# [EXERCISE DIRECTIONS]
In the data that follows, find the line containing "metal roof shown in the picture above."; then quote that line and every line after it, exactly, through the last one.

# [GIVEN RECORDS]
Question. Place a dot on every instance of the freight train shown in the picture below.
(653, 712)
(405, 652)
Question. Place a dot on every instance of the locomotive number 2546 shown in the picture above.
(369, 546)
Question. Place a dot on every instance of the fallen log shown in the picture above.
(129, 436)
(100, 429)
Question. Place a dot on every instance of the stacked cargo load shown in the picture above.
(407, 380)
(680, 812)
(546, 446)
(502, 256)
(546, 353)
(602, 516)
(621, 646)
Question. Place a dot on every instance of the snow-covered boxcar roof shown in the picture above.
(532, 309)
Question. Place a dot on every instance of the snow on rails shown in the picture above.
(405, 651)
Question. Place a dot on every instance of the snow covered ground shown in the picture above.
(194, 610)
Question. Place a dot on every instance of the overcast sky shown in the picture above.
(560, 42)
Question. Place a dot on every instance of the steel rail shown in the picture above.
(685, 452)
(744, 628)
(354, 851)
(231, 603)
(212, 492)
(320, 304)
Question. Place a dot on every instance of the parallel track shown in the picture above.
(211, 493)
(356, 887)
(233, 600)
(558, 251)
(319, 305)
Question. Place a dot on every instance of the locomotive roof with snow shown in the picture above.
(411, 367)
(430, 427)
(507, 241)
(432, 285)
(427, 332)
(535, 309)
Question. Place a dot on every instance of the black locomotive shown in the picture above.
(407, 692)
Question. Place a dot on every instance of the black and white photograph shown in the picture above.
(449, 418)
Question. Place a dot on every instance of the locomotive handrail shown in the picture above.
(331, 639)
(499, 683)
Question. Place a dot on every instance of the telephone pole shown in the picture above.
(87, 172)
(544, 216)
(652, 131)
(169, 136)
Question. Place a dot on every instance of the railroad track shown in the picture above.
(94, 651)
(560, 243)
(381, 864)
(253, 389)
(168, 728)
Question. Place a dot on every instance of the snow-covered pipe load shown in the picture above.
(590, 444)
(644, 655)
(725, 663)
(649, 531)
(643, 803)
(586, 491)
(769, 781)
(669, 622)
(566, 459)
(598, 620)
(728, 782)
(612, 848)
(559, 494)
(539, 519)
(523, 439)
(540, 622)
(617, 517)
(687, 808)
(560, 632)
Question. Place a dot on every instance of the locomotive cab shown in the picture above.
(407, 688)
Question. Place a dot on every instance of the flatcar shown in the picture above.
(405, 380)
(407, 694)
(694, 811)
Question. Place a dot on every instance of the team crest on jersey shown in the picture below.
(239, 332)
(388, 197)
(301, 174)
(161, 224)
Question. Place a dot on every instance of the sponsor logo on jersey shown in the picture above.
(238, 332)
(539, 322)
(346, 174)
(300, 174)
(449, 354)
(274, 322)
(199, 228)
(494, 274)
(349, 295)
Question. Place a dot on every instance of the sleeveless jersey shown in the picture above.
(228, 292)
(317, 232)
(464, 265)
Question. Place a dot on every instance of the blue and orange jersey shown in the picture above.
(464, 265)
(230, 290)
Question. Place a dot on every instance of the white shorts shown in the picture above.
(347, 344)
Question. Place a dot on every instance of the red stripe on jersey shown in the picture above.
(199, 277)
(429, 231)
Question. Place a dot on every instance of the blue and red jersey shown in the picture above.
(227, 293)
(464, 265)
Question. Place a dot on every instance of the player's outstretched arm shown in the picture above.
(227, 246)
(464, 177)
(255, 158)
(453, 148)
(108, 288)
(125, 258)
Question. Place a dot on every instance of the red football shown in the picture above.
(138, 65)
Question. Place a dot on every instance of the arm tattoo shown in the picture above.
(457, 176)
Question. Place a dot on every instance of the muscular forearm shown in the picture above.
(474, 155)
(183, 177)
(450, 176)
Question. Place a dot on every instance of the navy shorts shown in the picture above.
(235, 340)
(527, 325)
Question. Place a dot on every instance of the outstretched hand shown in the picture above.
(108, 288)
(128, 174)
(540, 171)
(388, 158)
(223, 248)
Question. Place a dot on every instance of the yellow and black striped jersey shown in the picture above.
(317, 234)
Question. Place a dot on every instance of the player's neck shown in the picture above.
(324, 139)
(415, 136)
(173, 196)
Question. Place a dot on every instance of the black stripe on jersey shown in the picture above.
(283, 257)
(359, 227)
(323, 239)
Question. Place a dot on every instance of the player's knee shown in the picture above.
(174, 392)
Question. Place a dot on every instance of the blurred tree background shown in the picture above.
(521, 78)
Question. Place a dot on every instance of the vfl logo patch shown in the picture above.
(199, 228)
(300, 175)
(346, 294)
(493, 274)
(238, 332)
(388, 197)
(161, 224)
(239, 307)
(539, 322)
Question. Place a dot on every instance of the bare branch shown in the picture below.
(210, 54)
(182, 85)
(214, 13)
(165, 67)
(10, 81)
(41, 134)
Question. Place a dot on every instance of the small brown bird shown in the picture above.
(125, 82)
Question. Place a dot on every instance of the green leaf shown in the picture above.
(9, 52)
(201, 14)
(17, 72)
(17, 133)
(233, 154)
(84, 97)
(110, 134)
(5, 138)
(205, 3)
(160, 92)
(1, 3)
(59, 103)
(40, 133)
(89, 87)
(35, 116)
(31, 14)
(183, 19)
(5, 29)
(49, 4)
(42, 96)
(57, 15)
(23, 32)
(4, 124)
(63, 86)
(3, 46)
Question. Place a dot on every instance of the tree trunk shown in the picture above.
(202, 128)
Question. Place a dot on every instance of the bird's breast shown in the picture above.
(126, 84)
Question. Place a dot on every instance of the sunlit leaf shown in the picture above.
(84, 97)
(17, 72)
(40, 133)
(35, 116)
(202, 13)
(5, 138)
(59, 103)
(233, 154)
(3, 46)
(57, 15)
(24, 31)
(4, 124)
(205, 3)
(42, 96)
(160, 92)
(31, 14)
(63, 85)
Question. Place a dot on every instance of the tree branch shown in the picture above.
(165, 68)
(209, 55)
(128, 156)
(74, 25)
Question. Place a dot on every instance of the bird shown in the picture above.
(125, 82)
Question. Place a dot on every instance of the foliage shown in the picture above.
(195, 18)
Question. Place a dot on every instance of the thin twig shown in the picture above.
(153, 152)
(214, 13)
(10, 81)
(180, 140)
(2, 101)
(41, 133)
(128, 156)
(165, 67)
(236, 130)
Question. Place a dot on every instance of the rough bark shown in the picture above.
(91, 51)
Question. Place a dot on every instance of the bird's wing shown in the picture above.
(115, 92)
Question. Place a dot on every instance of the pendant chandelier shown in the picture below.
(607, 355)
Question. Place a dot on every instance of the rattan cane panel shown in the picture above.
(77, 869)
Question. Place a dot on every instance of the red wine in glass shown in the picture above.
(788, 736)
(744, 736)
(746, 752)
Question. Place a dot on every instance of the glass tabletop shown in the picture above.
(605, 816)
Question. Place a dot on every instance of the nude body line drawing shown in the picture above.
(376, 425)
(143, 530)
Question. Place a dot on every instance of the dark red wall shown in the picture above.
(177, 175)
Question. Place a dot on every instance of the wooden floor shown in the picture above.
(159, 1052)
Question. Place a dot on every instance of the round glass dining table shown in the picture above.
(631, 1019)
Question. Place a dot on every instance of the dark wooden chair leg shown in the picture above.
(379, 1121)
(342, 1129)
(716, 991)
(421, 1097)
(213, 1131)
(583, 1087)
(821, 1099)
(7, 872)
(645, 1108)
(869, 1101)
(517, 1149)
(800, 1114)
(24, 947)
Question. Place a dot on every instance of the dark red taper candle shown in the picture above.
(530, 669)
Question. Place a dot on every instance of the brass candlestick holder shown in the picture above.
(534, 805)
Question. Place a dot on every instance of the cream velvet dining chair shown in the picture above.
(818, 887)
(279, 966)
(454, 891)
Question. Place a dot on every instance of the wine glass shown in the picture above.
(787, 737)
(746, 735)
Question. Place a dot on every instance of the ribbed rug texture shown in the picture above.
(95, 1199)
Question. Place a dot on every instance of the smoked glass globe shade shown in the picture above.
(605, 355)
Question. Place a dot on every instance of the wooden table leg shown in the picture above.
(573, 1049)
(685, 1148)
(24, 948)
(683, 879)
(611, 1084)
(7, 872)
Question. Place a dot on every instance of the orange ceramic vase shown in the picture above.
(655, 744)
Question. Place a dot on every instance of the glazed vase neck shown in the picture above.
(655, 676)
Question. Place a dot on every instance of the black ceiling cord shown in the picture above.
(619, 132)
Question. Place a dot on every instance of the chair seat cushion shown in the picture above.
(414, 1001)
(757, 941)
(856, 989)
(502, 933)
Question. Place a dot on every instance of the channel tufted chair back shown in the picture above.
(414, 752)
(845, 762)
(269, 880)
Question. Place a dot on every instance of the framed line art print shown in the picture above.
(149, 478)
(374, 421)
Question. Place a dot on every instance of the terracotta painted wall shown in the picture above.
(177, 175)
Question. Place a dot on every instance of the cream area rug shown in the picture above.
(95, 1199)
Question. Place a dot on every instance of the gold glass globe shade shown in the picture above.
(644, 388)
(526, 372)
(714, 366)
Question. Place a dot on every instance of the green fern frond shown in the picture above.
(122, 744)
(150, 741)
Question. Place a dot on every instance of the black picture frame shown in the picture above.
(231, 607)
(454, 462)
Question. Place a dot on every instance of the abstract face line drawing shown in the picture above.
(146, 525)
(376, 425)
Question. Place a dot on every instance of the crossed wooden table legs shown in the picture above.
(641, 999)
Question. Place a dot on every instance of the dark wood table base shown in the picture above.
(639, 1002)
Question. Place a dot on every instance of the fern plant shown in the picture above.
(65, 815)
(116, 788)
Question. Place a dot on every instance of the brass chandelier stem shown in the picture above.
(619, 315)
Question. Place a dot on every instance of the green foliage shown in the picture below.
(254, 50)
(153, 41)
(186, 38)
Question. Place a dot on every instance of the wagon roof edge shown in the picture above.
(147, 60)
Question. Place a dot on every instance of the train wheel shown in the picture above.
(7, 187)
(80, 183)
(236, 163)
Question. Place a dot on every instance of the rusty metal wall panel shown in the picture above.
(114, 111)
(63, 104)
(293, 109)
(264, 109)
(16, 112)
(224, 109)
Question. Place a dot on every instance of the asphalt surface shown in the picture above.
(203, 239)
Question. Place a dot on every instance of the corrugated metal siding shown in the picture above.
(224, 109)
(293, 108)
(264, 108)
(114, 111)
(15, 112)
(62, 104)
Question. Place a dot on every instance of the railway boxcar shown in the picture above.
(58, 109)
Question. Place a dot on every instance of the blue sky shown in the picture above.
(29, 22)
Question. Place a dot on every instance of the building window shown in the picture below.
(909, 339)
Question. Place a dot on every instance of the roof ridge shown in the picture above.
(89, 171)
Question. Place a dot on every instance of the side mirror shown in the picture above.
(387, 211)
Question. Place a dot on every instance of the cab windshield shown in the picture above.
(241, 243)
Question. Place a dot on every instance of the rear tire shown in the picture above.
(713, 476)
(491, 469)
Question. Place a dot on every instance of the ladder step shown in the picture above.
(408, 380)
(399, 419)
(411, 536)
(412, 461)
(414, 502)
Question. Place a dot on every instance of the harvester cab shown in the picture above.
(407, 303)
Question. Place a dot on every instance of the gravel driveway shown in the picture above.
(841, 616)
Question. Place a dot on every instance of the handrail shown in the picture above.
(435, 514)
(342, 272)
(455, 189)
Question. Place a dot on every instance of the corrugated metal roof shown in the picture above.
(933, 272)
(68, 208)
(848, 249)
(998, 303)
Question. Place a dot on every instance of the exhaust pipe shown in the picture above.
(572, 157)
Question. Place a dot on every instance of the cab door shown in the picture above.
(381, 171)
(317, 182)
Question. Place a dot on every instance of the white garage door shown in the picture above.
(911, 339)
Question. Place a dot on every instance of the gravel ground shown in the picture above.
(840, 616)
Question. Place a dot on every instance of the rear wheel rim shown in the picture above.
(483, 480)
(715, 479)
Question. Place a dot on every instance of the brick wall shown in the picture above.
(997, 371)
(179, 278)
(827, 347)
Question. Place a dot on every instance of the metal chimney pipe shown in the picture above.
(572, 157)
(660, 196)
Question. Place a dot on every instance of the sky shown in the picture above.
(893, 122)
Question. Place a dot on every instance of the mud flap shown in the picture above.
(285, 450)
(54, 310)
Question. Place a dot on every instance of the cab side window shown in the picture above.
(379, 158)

# [EXPECTED ANSWER]
Question. Place a dot on every instance of the corrugated metal roof shown in the picture above.
(933, 272)
(68, 208)
(848, 249)
(998, 303)
Question. Place a dot on every instance of the exhaust pipe shown in the picture above.
(572, 157)
Question. Place a dot on every instance of the cab door shown in the picture above.
(381, 171)
(317, 182)
Question. Place a dot on every instance of the white garage door shown in the picture above.
(911, 339)
Question. Place a dot on every instance of the gravel ground shown in the picture above.
(840, 616)
Question. Place a dot on every instance of the rear wheel rim shown in the picture above.
(483, 480)
(715, 479)
Question. Place a dot on every instance of the brick wall shown in the picture above.
(997, 371)
(179, 278)
(827, 347)
Question. Place a dot on every instance of the metal chimney pipe shown in the picture above.
(572, 157)
(660, 196)
Question. Place a dot on every instance of the sky shown in the picture above.
(893, 122)
Question. Place a dot on every instance of the mud flap shown in the picture above.
(285, 450)
(54, 310)
Question. Place a dot on every instance of the cab side window shown in the picture above.
(379, 158)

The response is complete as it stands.